> _SELECTED PASSAGE_:
_____
Rhythm, Footwork, and Leadership—Three Essentials for the Marriage Dance

By Ryan C. MacPherson

July 2011

 

Ballroom dancing has three essential rules:

1. The man and woman must both stay on beat.

2. The woman’s footwork must complement, not duplicate, the man’s footwork.

3. The man must lead and the woman must follow.

The same three rules govern every kind of dance—from waltz to foxtrot, from tango to salsa. The same principles also define God’s blessed institution of marriage. Whether in marriage or in dancing, the rules are not arbitrary or oppressive; rather, they define the boundaries in which a couple may safely flourish.

 

1. The man and woman must both stay on beat.

In ballroom dancing, the beat must govern both the man’s footwork and the woman’s. If the two dancers fail to keep their steps in sync with each other, then the man and woman eventually will crash into each other, or else drift apart. Either way, the dance is over.

Although a man and woman might manage briefly to step in synch with one another even without also being on beat with the music, this cannot last for long. The only right way to dance, the only lasting approach, is to follow the first rule: the man and woman must both stay on beat.

Whether the beat seems fast or slow, whether it comes in 3/4 or 4/4 time, the man and woman must both stay on beat. The beat is never wrong.

Marriage, too, has a rhythm, and God establishes the beat.

God reveals through the human conscience the difference between marital fidelity and infidelity. In Holy Scripture God defines the beat even more precisely. There He calls upon men and women to honor Him with their entire lives and to love each other just as Christ has loved them. Anger, discord, and contempt have no place on the divine dance floor.

When a husband gets off beat with God, his wife will suffer; when a wife fails to stay on beat, her husband will feel the repercussions. For marriage to thrive, both must stay on beat.

Healthy cycles of repentance and forgiveness within marriage provide couples with opportunities to bring their feet to a complete standstill, listen to God’s cue, and then start fresh in the joy of God’s love.

Of course, in this fallen world men and women cannot stay on beat perfectly within their marriages. However, just as beginning dancers learn to get back on beat when they start to drift off, so also a married couple can mature in their relationship with one another, and with the Lord, by checking themselves regularly against the rhythm of God’s Word.

Healthy cycles of repentance and forgiveness within marriage provide couples with opportunities to bring their feet to a complete standstill, listen to God’s cue, and then start fresh in the joy of God’s love.
_____
> _STATED TASK 1_:
Answer these questions about the marriage dance essay:
(a) What must the woman's footwork do in relation to the man's footwork, according to the second rule?
(b) Who establishes the beat in marriage?
(c) Which three things have no place on the divine dance floor?
> _STATED TASK 2_: Revise the marriage dance essay, starting at "Ballroom dancing has" and ending at "may safely flourish.". Replace "rules" with "guidelines" each time it appears.
> _STATED TASK 3_:
Do these statements agree with the marriage dance essay?
(a) The same three rules apply to every kind of dance.
(b) Men and women can stay on beat perfectly within their marriages.
(c) The beat is sometimes wrong.
Rely on the marriage dance essay alone.
_____
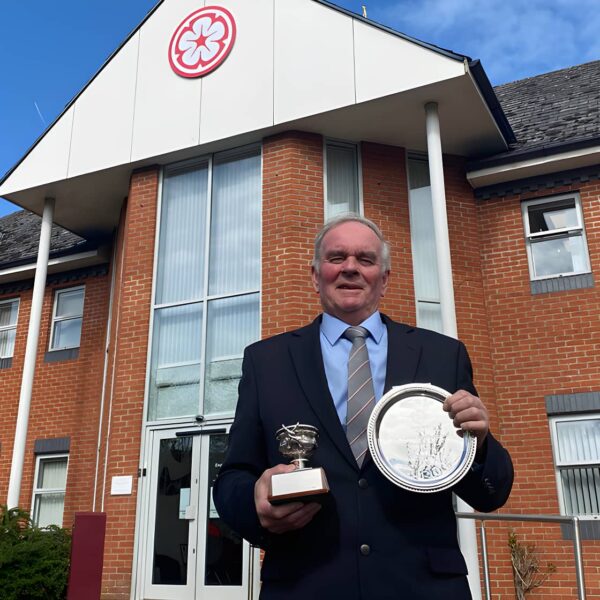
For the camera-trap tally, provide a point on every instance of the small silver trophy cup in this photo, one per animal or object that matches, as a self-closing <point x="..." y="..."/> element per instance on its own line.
<point x="305" y="484"/>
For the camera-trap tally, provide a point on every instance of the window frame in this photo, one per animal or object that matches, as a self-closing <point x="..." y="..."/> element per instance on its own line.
<point x="206" y="297"/>
<point x="564" y="232"/>
<point x="56" y="319"/>
<point x="559" y="465"/>
<point x="359" y="181"/>
<point x="11" y="327"/>
<point x="45" y="491"/>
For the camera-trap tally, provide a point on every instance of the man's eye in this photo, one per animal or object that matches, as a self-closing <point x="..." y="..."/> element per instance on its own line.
<point x="336" y="260"/>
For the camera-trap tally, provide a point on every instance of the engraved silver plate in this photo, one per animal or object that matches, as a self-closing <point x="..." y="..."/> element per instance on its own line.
<point x="414" y="442"/>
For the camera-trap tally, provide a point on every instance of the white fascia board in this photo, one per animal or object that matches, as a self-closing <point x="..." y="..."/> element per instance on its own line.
<point x="532" y="167"/>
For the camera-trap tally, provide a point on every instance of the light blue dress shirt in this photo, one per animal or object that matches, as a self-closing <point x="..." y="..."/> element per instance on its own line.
<point x="336" y="350"/>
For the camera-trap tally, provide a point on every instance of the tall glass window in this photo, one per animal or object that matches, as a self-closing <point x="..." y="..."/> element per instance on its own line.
<point x="427" y="292"/>
<point x="207" y="293"/>
<point x="9" y="310"/>
<point x="342" y="182"/>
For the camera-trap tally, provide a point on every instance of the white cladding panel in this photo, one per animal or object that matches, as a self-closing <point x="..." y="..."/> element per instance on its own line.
<point x="103" y="120"/>
<point x="314" y="64"/>
<point x="167" y="106"/>
<point x="387" y="64"/>
<point x="48" y="161"/>
<point x="238" y="96"/>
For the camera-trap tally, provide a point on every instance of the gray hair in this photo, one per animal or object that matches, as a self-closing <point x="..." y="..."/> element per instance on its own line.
<point x="351" y="218"/>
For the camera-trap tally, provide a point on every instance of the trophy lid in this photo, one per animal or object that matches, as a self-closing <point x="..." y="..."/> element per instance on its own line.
<point x="414" y="442"/>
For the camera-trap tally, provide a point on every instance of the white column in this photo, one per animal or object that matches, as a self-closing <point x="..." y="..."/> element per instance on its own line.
<point x="39" y="285"/>
<point x="466" y="528"/>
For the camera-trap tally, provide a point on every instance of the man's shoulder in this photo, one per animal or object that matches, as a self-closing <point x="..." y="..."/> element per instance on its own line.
<point x="418" y="334"/>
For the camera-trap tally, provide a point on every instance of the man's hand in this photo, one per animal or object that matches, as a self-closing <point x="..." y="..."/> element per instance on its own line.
<point x="468" y="413"/>
<point x="285" y="517"/>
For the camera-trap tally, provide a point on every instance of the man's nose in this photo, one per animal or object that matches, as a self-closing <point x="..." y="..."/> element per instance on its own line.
<point x="350" y="264"/>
_____
> _EXERCISE SOLUTION 1_:
(a) It must complement the man's footwork and not duplicate it.
(b) God.
(c) Anger, discord, and contempt.

> _EXERCISE SOLUTION 2_:
Ballroom dancing has three essential guidelines:

1. The man and woman must both stay on beat.

2. The woman’s footwork must complement, not duplicate, the man’s footwork.

3. The man must lead and the woman must follow.

The same three guidelines govern every kind of dance—from waltz to foxtrot, from tango to salsa. The same principles also define God’s blessed institution of marriage. Whether in marriage or in dancing, the guidelines are not arbitrary or oppressive; rather, they define the boundaries in which a couple may safely flourish.

> _EXERCISE SOLUTION 3_:
(a) Yes: "The same three rules govern every kind of dance—from waltz to foxtrot, from tango to salsa."
(b) No: "in this fallen world men and women cannot stay on beat perfectly within their marriages."
(c) No: "The beat is never wrong."